# Source records
──────

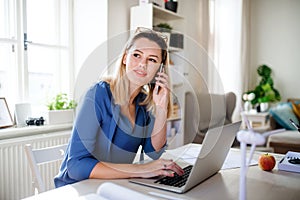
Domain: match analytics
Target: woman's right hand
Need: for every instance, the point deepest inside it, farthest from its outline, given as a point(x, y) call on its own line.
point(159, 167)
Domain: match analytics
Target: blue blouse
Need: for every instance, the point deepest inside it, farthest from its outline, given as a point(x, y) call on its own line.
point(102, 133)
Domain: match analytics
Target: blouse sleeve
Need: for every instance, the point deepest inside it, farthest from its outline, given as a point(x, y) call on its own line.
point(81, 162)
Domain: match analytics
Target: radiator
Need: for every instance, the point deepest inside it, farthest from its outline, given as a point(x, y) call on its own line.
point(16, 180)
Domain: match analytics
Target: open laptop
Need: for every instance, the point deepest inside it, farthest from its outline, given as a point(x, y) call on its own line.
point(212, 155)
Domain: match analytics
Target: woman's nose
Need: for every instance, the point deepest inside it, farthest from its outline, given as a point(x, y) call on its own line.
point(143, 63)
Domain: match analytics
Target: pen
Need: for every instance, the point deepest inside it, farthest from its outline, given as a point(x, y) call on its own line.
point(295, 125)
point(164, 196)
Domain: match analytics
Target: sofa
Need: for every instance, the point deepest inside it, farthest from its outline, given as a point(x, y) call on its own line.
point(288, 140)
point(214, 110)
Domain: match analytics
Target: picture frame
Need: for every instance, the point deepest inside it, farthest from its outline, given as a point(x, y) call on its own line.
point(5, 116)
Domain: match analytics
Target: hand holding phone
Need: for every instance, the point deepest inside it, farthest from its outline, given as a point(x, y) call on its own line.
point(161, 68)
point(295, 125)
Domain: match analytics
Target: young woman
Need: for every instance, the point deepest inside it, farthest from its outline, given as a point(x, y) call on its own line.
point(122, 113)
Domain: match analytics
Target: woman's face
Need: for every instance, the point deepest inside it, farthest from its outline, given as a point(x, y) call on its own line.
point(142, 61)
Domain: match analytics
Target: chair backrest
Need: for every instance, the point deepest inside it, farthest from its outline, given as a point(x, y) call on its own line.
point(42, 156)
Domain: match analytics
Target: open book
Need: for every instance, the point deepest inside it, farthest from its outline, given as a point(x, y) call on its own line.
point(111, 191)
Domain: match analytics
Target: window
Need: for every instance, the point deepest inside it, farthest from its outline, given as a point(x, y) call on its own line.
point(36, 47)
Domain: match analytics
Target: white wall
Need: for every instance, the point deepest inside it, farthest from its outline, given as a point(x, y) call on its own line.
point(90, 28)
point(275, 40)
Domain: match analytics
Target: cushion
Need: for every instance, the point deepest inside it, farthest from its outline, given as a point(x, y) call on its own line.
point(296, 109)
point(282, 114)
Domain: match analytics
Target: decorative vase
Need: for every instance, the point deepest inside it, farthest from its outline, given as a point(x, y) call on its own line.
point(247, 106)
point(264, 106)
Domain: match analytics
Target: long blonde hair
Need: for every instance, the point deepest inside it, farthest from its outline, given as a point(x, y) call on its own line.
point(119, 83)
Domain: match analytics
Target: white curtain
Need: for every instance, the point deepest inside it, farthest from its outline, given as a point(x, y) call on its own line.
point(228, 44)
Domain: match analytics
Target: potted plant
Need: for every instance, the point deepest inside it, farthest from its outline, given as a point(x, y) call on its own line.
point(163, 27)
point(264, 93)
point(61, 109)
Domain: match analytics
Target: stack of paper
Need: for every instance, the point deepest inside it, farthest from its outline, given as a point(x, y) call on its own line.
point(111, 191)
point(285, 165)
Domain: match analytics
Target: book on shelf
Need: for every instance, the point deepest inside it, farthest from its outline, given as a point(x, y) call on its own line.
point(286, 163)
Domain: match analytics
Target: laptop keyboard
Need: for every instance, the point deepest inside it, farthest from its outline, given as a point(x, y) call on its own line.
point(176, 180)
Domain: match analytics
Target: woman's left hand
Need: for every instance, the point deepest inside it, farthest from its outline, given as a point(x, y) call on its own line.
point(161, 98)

──────

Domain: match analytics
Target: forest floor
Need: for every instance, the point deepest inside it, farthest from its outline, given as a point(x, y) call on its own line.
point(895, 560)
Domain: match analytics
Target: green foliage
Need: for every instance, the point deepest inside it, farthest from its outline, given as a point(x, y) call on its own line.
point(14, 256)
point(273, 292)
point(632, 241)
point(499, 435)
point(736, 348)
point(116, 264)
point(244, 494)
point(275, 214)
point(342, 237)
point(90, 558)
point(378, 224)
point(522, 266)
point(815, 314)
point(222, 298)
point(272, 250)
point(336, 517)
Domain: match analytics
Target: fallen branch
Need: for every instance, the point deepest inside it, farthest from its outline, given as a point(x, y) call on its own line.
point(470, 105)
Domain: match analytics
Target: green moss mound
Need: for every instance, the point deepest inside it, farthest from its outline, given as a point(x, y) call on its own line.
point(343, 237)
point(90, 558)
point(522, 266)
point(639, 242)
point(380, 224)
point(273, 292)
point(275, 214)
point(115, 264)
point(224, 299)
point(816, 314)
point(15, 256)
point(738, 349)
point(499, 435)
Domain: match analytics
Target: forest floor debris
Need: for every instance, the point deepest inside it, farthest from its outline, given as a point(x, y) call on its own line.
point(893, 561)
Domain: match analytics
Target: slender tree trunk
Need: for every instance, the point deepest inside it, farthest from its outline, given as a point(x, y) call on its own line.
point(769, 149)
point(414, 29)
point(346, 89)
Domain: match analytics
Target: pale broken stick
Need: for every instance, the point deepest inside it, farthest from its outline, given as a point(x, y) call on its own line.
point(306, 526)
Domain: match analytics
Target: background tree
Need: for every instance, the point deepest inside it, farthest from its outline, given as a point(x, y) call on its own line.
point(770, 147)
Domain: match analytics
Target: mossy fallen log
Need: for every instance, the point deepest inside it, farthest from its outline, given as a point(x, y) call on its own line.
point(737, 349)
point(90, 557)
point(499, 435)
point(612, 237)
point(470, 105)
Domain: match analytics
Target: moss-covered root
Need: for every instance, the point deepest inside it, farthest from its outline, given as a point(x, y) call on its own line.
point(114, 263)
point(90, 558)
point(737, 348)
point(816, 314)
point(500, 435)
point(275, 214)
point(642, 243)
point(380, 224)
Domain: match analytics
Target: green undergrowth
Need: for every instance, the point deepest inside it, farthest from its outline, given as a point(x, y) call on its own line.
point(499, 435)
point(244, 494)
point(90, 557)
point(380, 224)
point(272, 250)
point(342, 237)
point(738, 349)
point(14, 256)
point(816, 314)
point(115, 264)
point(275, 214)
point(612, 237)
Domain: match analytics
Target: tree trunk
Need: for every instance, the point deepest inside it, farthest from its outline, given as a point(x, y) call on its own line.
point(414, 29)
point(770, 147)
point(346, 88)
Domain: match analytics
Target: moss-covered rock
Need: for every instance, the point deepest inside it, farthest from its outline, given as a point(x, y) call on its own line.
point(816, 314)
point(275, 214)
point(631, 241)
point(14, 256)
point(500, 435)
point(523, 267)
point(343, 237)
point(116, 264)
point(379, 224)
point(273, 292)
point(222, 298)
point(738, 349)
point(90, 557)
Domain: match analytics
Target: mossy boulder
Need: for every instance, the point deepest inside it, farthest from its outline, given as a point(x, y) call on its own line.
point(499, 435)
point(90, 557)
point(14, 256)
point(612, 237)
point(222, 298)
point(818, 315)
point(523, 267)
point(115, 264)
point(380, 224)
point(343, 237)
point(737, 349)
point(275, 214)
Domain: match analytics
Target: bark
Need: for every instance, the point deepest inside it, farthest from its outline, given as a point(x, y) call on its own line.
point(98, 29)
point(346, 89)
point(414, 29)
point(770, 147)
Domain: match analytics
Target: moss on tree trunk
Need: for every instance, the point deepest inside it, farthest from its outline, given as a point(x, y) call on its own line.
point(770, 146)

──────

# Exercise
Out of the data above, return each line where the word "laptop" can be found.

# Output for this task
Target: open laptop
Target: laptop keyboard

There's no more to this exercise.